▶ _ИСХОДНЫЙ ТЕКСТ_:
● ● ● ●
Любовная лирика часто — страстный призыв к любви, плотской, запретной, противоречащей общественным устоям. Первое, что приходит в голову, это катулловские строки:
Будем жить и любить, моя подруга,
Воркотню стариков ожесточенных
будем в ломаный грош с тобою ставить…
Не является ли “воркотня стариков ожесточенных” воплощением общественного запрета на свободную любовь? И не приходилось ли платить влюбленным гораздо более высокую цену, чем ломаный грош?
Да, призыв к любви — лишь одна из тем любовной лирики. Крушение любви для поэта — вечная тема, которой зяблик, вероятно, совсем не озабочен…
Но вот что важно: функция выражения любовных чувств и соблазнения НЕ ТРЕБУЕТ высокого качества стихосложения. Здесь пушкинское “я помню чудное мгновенье” и романс Смердякова “Непобедимой силой я привержен милой, Господи, помилуй ее и меня” равны. Романс Смердякова даже лучше, у него несомненно более широкая аудитория (текст, кстати, реальный, Достоевский его не выдумал. Романс этот “приписывали важному духовному лицу” (П. Вяземский). И крушение любви также может быть успешно выражено в песне о неверной солдатской невесте (а имя таким песням легион, хватит на весь рядовой личный состав).
Цветаевского накала тут не требуется.
Сегодня парапоэзия и попса в целом нанесли тяжелый удар профессиональной поэзии на всех фронтах, но на фронте любовной лирики удар куда ощутимей, чем, скажем, в области лирики философской. Я бы сказал, что профессиональная поэзия в какой-то степени вытеснена из пространства интимной лирики, в эту область так же боятся заходить, как в ресторан с плохой репутацией. Это в высшей степени захламленное пространство.
Клишированность любовной лирики тоже очень высока. Количество шаблонов и штампов куда меньше, чем поз в Камасутре, а употребляются они чаще, чем какие-либо иные литературные штампы. Избежать их совершенно невозможно. И предельно циничные, переполненные обсценной лексикой, верлибры в какой-то степени выражают протест против клишированности, стандартности стихов о “чистой любви”. Мне кажется, что это вовсе не новый феномен (вспомним знаменитую “пиитическую игрушку”, тоненькую книжечку, где можно было из стандартного набора строк составить несчетное количество любовных — именно любовных! — стихов).
● ● ● ●
▶ _ЗАДАНИЕ A_:
Ответьте по тексту о любовной лирике:
(i) Какие два произведения, по словам текста, равны с точки зрения функции выражения любовных чувств и соблазнения?
(ii) Кому, со ссылкой на П. Вяземского, приписывали романс Смердякова?
(iii) С чем сравнивается количество шаблонов и штампов любовной лирики?

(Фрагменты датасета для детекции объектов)
● ● ● ●
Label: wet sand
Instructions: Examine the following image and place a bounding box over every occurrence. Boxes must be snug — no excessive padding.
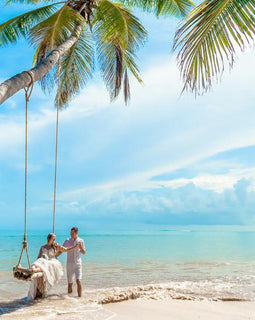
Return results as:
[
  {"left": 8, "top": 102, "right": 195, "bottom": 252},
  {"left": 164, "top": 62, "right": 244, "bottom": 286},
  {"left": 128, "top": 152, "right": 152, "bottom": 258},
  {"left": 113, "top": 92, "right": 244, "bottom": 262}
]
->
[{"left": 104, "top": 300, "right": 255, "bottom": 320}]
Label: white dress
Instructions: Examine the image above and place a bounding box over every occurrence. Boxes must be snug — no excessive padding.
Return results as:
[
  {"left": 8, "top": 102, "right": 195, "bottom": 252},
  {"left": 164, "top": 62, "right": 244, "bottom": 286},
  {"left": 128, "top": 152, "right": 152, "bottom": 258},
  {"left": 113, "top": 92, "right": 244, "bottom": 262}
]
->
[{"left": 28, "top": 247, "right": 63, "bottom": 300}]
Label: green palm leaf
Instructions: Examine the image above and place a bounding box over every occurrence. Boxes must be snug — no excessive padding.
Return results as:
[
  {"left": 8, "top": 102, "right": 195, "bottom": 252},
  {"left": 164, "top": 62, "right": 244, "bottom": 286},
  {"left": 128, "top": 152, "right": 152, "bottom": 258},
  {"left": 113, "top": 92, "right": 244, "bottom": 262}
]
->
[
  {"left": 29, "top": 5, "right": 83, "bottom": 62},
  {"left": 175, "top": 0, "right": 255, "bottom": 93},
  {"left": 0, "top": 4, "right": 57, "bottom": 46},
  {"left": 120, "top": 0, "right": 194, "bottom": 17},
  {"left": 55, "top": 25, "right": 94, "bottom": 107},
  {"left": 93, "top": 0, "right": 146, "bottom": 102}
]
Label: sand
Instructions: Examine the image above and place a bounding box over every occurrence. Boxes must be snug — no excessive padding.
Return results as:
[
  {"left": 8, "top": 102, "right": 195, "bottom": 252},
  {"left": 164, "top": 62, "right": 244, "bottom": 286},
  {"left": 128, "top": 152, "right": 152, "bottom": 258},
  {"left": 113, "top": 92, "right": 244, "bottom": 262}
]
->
● ● ● ●
▶ _ЗАДАНИЕ B_: Замените в листинге «snug» на «tight», начиная со строки с «Label: green palm leaf» и до конца листинга включительно, и приведите только этот отрезок. Всё остальное в нём оставьте без изменений.

▶ _ОЖИДАЕМЫЙ ОТВЕТ A_:
(i) Пушкинское «я помню чудное мгновенье» и романс Смердякова «Непобедимой силой я привержен милой, Господи, помилуй ее и меня».
(ii) Важному духовному лицу.
(iii) С количеством поз в Камасутре: шаблонов и штампов куда меньше.

▶ _ОЖИДАЕМЫЙ ОТВЕТ B_:
Label: green palm leaf
Instructions: Examine the image above and place a bounding box over every occurrence. Boxes must be tight — no excessive padding.
Return results as:
[
  {"left": 8, "top": 102, "right": 195, "bottom": 252},
  {"left": 164, "top": 62, "right": 244, "bottom": 286},
  {"left": 128, "top": 152, "right": 152, "bottom": 258},
  {"left": 113, "top": 92, "right": 244, "bottom": 262}
]
->
[
  {"left": 29, "top": 5, "right": 83, "bottom": 62},
  {"left": 175, "top": 0, "right": 255, "bottom": 93},
  {"left": 0, "top": 4, "right": 57, "bottom": 46},
  {"left": 120, "top": 0, "right": 194, "bottom": 17},
  {"left": 55, "top": 25, "right": 94, "bottom": 107},
  {"left": 93, "top": 0, "right": 146, "bottom": 102}
]
Label: sand
Instructions: Examine the image above and place a bounding box over every occurrence. Boxes must be tight — no excessive padding.
Return results as:
[
  {"left": 8, "top": 102, "right": 195, "bottom": 252},
  {"left": 164, "top": 62, "right": 244, "bottom": 286},
  {"left": 128, "top": 152, "right": 152, "bottom": 258},
  {"left": 113, "top": 92, "right": 244, "bottom": 262}
]
->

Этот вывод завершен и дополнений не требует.